▶ **Exercise goal**
Repeat the lines of the dataset records below unchanged, starting at the line containing "white sleeveless top." and ending with, and including, the line containing "column 149, row 247".

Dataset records
________________________________________
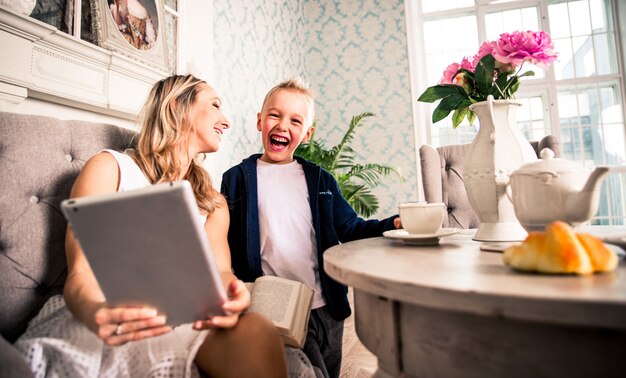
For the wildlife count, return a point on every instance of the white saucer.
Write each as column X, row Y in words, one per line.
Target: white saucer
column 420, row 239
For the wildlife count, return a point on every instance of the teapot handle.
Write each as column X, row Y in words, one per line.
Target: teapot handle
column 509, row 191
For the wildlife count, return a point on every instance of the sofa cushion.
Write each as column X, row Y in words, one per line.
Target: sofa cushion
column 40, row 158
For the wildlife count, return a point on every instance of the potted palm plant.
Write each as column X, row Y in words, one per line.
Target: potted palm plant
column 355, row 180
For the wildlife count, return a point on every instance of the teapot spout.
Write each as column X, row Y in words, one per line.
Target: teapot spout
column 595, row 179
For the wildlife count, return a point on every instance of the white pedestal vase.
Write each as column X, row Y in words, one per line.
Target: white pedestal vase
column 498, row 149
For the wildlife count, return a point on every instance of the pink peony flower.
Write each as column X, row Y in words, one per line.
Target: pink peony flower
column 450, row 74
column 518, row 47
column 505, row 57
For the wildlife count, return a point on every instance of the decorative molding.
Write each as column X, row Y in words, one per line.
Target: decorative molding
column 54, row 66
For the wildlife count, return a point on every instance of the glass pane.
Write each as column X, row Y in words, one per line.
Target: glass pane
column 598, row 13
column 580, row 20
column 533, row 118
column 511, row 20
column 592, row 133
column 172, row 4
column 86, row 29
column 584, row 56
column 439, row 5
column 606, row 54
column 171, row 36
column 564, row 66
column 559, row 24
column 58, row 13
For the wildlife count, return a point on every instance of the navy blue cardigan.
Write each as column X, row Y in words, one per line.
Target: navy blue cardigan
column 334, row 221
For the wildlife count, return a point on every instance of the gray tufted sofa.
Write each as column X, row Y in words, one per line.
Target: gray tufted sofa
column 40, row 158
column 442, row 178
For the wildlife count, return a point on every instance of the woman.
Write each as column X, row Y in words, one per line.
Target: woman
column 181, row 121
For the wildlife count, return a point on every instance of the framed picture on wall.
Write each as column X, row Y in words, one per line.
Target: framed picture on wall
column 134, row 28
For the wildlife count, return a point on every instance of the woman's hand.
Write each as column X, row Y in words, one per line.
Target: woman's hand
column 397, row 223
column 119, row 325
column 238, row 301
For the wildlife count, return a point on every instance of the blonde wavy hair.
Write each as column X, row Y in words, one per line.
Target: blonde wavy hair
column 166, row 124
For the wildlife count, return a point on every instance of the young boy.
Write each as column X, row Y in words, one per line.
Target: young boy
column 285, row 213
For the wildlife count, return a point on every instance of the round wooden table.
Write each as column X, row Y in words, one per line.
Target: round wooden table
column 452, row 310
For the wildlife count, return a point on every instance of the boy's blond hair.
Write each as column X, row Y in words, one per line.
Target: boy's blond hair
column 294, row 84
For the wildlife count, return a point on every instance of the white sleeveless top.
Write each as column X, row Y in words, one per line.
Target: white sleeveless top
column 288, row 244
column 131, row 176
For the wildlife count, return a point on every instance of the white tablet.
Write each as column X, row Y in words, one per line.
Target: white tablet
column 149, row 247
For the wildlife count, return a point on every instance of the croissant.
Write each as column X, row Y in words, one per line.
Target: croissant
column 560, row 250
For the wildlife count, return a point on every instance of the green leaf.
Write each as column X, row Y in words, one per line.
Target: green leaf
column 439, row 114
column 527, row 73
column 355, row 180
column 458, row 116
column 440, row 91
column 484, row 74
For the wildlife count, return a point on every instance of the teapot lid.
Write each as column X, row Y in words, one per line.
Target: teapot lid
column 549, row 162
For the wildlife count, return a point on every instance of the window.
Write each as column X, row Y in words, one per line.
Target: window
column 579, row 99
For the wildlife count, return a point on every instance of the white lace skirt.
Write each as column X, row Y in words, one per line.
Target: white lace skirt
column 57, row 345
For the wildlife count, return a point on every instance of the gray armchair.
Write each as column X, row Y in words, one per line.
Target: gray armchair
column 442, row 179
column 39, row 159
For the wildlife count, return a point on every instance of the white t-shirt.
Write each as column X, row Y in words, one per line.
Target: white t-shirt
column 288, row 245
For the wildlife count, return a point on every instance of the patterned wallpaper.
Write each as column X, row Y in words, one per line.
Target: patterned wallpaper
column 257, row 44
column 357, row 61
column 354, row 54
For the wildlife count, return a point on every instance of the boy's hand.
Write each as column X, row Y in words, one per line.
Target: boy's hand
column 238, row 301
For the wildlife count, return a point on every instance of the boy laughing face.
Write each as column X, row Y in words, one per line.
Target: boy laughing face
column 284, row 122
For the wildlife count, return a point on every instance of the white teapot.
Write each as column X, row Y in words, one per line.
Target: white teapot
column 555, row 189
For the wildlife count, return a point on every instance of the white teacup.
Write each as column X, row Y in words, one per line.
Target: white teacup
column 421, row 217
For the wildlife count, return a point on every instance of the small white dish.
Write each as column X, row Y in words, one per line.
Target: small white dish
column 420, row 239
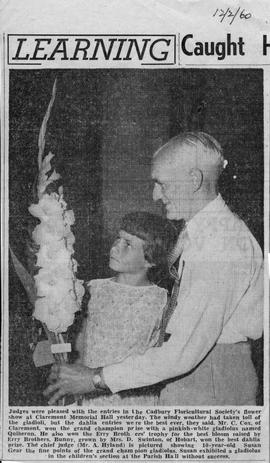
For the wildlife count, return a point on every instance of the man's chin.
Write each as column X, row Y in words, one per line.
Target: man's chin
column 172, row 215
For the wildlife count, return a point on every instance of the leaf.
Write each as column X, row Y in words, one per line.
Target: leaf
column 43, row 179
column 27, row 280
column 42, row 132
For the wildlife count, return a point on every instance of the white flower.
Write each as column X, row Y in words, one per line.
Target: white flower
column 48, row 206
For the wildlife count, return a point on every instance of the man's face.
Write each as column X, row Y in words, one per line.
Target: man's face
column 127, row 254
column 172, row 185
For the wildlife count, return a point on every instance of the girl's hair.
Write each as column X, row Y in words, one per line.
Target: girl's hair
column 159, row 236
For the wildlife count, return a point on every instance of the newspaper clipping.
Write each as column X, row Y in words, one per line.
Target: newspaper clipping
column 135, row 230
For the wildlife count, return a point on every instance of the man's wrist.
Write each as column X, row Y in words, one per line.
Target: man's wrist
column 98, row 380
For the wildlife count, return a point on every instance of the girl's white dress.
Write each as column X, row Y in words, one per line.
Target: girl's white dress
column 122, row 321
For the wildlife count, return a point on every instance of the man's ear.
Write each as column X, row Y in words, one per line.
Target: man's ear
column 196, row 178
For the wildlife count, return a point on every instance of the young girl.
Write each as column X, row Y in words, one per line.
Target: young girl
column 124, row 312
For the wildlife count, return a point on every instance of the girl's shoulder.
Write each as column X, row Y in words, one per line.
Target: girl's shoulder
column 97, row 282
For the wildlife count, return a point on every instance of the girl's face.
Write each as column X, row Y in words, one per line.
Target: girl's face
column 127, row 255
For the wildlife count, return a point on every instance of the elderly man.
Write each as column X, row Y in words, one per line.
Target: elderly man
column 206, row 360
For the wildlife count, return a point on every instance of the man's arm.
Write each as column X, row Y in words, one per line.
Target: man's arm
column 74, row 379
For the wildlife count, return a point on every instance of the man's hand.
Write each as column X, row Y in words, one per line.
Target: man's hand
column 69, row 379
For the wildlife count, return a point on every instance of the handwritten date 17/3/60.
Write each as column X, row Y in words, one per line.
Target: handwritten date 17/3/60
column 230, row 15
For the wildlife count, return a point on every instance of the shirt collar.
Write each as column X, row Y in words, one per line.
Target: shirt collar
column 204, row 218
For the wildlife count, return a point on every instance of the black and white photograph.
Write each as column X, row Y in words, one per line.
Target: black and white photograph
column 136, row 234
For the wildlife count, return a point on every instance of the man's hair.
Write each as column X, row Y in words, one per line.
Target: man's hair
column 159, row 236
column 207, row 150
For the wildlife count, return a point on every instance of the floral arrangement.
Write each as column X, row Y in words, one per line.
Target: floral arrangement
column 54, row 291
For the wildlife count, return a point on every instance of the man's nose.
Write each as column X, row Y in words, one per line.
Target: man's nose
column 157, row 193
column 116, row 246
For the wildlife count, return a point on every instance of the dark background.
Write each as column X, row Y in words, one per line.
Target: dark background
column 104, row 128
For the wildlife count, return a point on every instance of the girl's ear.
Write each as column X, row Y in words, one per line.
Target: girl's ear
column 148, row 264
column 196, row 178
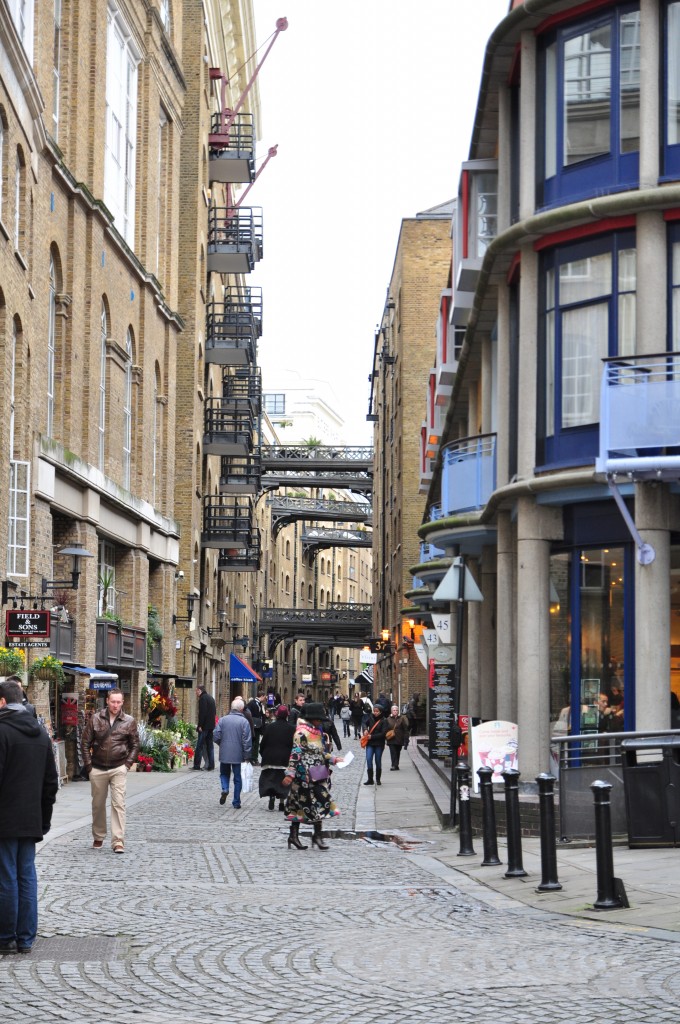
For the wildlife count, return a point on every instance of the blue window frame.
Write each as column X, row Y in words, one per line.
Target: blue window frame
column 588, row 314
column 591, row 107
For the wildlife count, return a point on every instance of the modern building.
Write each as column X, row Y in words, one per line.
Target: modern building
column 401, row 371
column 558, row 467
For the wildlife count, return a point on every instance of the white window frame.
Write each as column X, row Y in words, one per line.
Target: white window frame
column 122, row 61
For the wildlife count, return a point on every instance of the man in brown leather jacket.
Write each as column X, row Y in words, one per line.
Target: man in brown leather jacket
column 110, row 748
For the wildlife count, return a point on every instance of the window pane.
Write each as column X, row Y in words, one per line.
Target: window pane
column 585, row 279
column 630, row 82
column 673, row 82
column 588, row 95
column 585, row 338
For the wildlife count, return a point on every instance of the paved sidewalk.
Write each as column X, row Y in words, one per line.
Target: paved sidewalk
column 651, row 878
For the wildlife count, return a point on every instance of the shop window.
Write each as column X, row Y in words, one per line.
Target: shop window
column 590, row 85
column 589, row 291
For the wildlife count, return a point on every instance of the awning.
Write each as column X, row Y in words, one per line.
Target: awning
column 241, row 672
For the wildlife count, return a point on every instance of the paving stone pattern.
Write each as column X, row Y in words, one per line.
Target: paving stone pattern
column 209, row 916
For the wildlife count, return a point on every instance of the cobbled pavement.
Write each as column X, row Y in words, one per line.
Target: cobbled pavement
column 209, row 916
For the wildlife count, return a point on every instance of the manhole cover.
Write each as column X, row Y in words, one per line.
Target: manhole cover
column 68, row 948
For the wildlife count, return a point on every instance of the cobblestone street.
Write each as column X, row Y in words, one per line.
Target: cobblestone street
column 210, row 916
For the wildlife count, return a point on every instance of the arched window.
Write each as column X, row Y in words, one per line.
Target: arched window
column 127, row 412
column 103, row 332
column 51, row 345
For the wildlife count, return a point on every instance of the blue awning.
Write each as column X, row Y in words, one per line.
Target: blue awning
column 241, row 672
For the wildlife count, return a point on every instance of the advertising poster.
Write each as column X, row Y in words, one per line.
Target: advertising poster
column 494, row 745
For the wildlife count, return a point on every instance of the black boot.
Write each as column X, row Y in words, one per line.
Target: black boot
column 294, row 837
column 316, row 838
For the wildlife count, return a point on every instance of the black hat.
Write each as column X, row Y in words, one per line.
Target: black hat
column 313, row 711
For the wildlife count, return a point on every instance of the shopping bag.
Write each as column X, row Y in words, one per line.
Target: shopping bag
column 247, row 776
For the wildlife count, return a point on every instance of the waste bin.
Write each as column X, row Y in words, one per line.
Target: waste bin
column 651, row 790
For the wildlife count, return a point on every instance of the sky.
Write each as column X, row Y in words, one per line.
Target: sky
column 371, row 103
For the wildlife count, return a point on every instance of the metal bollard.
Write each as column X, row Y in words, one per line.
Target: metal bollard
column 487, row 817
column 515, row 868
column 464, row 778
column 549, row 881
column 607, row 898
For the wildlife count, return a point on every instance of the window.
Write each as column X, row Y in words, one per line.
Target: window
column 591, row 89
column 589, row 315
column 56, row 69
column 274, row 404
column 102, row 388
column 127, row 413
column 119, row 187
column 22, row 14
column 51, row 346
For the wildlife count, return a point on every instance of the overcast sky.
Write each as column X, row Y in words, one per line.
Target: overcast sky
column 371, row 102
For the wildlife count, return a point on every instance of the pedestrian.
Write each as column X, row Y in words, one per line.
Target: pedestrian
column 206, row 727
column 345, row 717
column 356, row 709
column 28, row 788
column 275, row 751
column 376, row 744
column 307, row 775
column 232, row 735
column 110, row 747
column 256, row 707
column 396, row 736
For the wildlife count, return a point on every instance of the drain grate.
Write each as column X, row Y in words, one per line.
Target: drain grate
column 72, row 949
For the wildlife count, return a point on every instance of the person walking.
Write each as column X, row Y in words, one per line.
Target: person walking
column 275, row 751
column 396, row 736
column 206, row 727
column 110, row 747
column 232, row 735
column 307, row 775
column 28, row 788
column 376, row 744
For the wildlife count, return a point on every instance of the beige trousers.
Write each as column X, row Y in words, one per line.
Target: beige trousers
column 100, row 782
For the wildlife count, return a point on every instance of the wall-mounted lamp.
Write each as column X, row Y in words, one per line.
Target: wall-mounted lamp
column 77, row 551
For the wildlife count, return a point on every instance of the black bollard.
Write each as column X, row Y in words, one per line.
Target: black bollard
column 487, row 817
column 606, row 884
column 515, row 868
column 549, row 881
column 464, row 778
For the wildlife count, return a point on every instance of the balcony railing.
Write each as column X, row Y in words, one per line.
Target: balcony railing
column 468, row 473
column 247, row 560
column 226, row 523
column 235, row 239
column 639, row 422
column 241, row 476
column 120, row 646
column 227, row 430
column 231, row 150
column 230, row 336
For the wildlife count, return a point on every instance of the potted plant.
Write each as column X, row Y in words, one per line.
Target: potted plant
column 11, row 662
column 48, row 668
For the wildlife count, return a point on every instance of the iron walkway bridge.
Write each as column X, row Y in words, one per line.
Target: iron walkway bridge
________________________________________
▶ **Reply**
For the wildlife count, return a point on every instance of the white sleeveless top.
Write each as column X, row Y in words, one per line.
Target: white sleeveless top
column 288, row 244
column 131, row 176
For the wildlife count, return a point on every instance of the white tablet.
Write each as column X, row Y in words, one per line.
Target: white tablet
column 149, row 247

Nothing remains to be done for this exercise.